SUPPLIED RECORDS.
● ● ● ●
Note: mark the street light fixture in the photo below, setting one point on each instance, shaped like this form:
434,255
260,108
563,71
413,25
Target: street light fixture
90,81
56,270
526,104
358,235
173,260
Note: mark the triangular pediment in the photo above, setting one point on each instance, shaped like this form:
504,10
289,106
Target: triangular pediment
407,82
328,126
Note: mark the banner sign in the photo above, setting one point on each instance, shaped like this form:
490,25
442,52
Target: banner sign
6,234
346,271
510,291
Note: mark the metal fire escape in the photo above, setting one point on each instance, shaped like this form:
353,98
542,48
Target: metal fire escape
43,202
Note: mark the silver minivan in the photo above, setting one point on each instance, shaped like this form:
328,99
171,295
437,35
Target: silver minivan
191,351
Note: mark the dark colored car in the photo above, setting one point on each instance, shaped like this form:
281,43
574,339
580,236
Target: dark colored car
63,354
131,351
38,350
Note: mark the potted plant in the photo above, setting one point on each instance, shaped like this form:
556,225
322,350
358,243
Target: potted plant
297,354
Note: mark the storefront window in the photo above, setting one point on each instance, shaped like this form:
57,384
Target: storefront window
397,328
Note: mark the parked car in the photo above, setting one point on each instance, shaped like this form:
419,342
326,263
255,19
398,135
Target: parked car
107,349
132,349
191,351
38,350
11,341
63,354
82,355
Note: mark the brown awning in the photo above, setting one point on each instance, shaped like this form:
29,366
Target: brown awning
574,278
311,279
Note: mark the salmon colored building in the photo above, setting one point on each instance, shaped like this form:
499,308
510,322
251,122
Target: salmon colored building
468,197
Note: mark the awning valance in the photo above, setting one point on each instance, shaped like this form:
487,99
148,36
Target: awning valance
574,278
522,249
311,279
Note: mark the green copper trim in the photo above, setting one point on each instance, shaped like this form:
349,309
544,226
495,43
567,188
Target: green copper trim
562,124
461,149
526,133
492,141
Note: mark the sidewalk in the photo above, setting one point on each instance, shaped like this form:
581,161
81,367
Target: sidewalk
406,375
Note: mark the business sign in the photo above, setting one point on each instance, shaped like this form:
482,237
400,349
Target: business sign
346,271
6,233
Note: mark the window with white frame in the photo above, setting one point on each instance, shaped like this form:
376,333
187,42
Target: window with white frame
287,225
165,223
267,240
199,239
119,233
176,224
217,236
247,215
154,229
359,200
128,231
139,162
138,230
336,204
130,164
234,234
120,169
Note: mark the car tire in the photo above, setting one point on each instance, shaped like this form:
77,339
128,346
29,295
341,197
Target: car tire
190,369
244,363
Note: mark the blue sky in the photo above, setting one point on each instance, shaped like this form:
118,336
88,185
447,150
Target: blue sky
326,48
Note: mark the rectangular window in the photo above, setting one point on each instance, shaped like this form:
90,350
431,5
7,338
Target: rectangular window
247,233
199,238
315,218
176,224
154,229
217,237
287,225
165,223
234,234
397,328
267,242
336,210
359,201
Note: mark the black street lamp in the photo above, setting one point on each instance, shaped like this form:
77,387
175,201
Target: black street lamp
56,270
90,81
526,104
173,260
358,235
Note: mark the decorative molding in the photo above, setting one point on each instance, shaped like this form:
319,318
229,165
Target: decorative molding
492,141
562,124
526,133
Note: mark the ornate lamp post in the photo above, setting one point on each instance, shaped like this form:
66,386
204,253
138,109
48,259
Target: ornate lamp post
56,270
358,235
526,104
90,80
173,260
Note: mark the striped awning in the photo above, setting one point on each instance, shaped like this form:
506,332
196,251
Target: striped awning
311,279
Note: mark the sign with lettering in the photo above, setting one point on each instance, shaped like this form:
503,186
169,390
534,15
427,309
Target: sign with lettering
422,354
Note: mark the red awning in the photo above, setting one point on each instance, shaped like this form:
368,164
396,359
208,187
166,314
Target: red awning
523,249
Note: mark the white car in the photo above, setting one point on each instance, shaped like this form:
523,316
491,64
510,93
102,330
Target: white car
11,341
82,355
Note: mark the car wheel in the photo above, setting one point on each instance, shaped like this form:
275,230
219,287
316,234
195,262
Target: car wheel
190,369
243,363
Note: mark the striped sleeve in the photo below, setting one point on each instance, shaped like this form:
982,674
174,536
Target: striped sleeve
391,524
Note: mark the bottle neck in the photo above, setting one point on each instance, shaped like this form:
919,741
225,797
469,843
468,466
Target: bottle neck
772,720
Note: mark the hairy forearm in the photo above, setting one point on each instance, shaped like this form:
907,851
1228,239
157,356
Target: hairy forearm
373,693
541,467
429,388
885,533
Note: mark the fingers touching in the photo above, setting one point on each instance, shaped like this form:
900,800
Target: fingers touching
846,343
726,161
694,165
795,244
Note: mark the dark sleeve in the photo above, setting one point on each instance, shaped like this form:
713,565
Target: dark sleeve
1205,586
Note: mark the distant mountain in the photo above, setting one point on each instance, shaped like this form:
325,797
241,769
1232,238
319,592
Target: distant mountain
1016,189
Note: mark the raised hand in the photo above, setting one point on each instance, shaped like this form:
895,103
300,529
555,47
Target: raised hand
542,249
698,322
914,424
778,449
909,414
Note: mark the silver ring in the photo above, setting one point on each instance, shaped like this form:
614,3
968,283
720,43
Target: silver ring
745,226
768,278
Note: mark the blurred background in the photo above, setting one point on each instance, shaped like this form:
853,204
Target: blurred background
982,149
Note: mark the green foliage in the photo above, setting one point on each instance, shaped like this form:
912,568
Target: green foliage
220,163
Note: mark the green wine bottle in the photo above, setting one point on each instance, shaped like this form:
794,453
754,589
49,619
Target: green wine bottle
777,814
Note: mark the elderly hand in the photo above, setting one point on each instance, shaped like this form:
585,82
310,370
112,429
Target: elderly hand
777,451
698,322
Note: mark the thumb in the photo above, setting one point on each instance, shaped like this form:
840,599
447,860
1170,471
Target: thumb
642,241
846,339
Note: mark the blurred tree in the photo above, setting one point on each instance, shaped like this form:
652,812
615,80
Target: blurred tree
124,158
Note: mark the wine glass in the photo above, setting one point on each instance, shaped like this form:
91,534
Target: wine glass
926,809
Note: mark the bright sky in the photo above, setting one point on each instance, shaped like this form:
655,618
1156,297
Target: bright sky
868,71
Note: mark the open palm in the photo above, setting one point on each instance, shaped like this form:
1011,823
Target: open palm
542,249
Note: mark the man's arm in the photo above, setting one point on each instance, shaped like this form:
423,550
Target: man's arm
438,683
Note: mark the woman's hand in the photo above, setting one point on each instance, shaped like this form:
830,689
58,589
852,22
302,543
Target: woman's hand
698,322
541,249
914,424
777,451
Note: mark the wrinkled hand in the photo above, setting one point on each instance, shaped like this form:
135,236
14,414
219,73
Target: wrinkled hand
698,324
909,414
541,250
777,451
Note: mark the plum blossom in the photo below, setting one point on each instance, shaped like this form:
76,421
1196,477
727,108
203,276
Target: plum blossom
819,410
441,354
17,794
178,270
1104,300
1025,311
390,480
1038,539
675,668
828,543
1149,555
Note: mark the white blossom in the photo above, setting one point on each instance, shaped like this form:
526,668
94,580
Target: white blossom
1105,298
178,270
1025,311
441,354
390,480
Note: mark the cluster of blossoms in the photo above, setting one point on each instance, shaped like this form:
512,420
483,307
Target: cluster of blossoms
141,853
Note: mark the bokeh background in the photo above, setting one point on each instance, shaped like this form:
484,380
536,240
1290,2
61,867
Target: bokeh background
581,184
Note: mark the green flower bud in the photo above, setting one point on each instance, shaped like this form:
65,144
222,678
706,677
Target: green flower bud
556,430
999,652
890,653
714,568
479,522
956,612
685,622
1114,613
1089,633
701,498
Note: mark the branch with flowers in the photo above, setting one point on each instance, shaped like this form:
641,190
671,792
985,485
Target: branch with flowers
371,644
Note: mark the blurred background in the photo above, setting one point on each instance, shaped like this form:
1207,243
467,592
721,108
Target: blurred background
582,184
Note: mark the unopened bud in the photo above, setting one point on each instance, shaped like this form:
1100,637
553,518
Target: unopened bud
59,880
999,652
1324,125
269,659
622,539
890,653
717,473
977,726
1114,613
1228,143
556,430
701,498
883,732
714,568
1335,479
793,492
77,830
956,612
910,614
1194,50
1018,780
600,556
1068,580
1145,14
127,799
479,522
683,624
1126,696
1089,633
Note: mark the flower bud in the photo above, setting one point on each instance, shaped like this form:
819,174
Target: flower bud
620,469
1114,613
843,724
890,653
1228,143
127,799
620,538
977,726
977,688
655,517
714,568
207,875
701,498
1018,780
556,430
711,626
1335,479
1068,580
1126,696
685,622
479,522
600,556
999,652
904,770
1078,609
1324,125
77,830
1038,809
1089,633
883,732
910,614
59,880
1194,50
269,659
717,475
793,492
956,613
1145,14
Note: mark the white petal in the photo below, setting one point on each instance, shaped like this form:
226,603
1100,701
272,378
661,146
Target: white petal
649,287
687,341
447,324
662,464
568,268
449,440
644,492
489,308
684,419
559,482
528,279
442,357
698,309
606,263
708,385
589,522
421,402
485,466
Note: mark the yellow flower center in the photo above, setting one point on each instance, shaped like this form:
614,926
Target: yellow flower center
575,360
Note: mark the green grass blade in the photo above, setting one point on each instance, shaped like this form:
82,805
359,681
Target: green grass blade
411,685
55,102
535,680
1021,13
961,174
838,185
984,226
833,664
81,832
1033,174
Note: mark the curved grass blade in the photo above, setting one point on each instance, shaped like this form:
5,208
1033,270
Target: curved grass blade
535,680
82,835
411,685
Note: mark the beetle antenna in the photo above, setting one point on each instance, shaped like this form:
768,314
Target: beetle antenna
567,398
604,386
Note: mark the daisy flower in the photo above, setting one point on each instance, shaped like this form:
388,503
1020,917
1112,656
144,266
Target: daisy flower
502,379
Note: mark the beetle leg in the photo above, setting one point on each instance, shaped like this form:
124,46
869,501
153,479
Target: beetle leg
● ● ● ●
Copy exactly the lines of the listing above, beginning at the line with "Note: mark the flower" and ending at its final line; write out nothing else.

ANSWER TO THIS EXERCISE.
Note: mark the flower bud in the photo above, setting one point on each instance, shaped like this form:
819,174
Target: flower bud
620,469
1114,613
843,724
890,653
1228,143
127,799
620,538
977,726
977,688
655,517
714,568
207,875
701,498
1018,780
556,430
711,626
1335,479
1068,580
1126,696
685,622
479,522
600,556
999,652
904,770
1078,609
1324,125
77,830
1038,809
1089,633
883,732
910,614
59,880
1194,50
269,659
717,475
793,492
956,613
1145,14
Note: mark the white petal in the photo below, setting one point on each instance, shaped like this form:
226,603
1100,701
272,378
661,146
Target: white petal
649,287
687,341
447,324
662,464
568,268
449,440
644,492
489,308
684,419
559,482
528,279
442,357
698,309
606,263
708,385
589,522
421,402
485,466
Note: mark the yellow flower center in the photo above, setting one point on each instance, shaped like this form:
614,926
Target: yellow flower center
575,360
Note: mark the green grass blade in the photo above, setting one point on each instance, shaped like this form:
82,805
359,681
Target: green grass blade
411,685
55,102
535,680
1021,13
961,174
838,185
984,226
833,664
81,832
1033,174
Note: mark the curved grass blade in the photo above, setting one point on each instance, shaped like this form:
5,208
1033,270
Target: curved grass blade
535,680
82,835
411,685
Note: mark the beetle antenna in the photo above, setting one point on each instance, shaped like this form:
768,314
Target: beetle antenna
567,398
604,386
Note: mark the daisy flower in the photo above, setting one point on each instance, shaped like this form:
388,503
1020,917
1112,656
144,266
Target: daisy flower
502,379
Note: mark the beetle leg in the photo above, setting one point on each instance, shaped like this form:
124,46
869,501
153,479
Target: beetle leg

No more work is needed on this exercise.